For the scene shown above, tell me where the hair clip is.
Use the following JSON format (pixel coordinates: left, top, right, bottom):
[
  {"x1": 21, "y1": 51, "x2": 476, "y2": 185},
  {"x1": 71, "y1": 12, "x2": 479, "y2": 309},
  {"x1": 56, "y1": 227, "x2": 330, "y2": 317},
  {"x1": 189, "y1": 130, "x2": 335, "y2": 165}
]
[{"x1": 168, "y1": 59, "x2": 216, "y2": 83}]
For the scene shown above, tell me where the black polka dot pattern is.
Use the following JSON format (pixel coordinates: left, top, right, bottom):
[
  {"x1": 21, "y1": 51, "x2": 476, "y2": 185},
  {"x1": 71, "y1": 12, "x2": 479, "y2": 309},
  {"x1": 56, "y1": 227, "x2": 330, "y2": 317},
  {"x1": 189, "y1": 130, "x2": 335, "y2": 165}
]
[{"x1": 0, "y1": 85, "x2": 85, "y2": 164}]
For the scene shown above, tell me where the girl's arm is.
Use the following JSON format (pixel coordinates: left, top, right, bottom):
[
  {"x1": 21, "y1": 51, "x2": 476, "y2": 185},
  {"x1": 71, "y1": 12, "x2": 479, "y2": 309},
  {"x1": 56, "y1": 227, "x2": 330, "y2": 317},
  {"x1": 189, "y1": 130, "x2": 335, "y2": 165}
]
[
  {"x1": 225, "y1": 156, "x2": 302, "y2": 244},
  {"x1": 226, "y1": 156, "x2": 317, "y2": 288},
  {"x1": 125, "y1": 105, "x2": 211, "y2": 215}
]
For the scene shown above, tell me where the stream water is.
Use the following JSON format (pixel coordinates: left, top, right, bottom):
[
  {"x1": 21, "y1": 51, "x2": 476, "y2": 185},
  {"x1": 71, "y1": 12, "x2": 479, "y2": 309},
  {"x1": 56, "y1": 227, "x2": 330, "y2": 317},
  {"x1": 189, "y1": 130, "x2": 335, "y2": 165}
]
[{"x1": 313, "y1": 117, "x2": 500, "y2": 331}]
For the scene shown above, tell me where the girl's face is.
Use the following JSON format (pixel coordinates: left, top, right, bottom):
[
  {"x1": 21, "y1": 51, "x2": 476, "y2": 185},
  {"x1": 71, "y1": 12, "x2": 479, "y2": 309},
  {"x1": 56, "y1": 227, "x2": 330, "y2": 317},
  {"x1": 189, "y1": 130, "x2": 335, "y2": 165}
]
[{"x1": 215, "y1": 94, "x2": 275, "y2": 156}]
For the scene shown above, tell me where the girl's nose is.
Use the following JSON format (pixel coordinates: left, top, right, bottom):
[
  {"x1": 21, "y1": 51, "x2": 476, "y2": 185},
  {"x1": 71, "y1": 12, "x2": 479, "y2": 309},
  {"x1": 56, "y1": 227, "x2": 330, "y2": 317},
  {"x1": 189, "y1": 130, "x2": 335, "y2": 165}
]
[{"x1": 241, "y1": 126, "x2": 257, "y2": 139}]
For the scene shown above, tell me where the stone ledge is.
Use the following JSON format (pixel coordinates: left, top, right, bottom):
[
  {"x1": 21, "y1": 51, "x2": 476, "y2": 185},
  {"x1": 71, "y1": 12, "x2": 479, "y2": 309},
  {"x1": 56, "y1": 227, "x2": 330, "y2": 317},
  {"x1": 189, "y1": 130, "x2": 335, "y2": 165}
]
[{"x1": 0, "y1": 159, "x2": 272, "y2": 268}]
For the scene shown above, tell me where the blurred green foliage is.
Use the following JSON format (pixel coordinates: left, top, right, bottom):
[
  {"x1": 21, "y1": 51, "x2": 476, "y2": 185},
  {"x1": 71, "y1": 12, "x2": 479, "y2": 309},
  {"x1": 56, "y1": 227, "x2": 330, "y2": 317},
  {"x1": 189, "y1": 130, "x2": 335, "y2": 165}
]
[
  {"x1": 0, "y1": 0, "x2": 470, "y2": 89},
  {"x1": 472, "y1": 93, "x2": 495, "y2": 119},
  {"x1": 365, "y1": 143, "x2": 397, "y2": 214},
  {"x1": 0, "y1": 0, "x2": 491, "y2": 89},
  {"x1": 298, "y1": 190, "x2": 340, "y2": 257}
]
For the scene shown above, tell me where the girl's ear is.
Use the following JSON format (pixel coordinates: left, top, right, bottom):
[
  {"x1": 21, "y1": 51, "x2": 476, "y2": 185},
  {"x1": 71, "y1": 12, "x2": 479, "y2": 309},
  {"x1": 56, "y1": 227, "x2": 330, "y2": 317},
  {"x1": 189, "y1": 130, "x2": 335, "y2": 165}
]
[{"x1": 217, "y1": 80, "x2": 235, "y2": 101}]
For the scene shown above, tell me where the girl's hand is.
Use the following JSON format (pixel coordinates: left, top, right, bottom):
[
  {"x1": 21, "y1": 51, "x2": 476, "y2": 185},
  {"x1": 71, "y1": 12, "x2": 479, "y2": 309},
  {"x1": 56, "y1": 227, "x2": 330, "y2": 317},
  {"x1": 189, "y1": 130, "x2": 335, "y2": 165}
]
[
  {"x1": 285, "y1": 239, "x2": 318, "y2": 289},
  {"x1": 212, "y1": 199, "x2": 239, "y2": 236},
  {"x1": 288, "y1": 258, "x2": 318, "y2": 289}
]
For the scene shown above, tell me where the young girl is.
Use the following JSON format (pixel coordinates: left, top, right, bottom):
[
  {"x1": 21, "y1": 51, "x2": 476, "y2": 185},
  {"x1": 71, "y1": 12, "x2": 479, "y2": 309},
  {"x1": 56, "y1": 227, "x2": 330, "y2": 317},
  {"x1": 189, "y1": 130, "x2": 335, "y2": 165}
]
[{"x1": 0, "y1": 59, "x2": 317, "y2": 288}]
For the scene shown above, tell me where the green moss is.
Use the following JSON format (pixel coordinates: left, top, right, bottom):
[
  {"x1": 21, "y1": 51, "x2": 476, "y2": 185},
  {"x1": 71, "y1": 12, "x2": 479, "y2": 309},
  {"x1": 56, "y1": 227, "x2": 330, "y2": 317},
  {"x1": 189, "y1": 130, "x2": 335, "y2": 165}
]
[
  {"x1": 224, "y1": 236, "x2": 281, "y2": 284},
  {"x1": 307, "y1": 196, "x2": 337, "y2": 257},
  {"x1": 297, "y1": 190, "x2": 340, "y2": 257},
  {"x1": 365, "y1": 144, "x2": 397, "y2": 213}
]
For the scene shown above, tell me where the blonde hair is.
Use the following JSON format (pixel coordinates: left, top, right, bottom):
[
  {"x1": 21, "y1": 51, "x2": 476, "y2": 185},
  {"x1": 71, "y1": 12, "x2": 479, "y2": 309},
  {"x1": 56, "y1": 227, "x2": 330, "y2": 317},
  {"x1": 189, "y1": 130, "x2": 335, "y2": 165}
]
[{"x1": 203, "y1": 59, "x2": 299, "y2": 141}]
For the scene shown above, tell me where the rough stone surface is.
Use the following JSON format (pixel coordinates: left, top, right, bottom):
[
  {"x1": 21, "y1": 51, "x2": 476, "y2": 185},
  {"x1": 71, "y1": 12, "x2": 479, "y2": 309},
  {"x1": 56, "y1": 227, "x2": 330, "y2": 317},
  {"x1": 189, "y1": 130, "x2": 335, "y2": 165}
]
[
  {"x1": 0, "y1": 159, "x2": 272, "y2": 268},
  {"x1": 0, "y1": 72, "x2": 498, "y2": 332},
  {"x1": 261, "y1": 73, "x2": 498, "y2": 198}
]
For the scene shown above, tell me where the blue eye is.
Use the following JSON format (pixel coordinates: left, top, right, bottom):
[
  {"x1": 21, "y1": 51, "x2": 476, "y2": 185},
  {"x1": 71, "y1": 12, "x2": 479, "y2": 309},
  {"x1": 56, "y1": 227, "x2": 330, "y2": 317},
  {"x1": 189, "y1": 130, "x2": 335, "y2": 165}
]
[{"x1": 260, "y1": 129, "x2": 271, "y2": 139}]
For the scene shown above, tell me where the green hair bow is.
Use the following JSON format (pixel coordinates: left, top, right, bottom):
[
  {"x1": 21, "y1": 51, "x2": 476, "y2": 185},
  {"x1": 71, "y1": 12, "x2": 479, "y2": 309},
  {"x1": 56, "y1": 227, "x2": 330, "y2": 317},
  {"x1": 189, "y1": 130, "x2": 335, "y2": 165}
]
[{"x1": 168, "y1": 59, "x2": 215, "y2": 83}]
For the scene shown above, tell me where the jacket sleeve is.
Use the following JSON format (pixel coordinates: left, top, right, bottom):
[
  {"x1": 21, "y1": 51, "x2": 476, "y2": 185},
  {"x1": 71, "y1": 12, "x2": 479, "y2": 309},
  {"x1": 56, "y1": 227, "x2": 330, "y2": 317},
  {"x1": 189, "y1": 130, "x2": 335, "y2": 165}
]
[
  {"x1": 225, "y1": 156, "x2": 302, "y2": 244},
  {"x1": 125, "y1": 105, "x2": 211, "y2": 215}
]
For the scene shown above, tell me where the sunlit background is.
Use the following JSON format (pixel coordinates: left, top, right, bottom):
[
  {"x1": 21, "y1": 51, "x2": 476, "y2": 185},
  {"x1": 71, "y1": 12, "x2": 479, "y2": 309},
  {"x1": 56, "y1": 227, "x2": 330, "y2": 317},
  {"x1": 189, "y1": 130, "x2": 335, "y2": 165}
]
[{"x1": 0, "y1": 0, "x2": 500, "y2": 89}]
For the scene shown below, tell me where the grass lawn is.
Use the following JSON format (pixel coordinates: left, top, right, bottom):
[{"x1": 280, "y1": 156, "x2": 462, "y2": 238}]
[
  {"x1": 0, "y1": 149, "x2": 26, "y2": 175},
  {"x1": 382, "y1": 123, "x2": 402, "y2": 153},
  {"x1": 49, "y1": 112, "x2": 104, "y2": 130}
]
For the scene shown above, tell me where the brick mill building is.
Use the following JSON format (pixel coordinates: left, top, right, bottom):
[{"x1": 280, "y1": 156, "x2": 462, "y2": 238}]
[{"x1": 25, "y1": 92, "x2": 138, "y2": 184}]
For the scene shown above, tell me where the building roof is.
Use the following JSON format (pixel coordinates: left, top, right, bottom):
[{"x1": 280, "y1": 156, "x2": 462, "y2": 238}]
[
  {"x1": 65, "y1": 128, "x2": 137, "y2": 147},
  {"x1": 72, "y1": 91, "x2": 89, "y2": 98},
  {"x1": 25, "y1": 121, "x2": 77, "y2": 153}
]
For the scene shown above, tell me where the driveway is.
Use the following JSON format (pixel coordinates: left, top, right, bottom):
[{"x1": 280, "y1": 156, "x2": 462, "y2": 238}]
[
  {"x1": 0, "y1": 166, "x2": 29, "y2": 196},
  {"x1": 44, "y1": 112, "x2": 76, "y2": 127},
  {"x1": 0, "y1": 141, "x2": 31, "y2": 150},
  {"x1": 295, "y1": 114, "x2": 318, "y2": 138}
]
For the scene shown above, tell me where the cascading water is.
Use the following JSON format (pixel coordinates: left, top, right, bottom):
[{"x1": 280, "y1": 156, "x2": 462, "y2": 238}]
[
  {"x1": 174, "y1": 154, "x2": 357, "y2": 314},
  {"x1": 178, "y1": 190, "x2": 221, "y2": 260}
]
...
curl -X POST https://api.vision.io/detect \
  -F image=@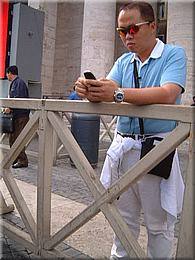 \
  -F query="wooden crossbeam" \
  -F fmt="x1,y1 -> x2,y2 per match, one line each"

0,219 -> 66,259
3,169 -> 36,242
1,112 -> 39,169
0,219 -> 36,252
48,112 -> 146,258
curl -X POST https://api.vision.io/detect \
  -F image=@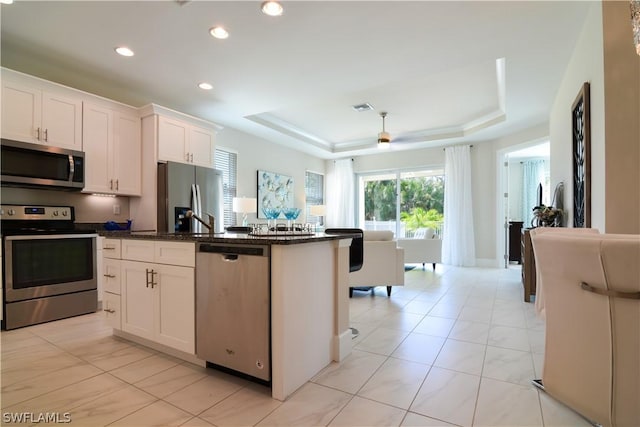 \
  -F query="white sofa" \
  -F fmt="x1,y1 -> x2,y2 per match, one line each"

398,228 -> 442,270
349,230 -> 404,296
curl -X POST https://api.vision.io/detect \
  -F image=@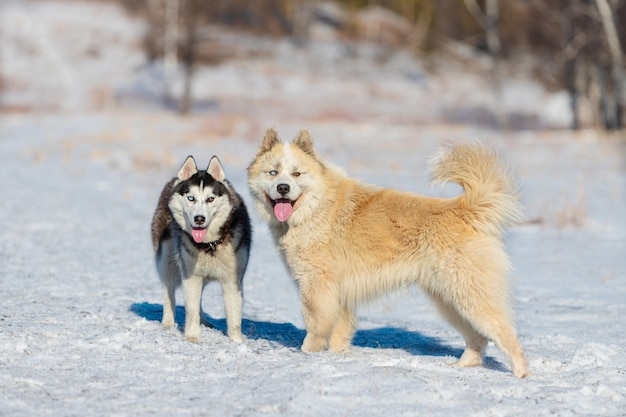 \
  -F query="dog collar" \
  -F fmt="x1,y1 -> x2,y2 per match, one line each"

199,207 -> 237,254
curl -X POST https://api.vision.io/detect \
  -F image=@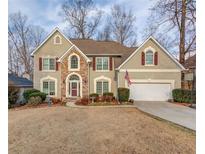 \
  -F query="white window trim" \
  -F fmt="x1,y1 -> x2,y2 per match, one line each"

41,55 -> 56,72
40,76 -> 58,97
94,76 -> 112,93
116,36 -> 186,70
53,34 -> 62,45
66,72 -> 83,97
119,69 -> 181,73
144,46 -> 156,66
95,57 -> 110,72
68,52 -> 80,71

■ **Task directions**:
Collect every line of the records above that contains the string "hair". The match is case-sensitive.

■ **Result**:
For the scene shown above, tell me where the hair clip is.
For the scene shown above, tell me where the blonde hair is.
For the scene shown above, tell me where the green hair bow is.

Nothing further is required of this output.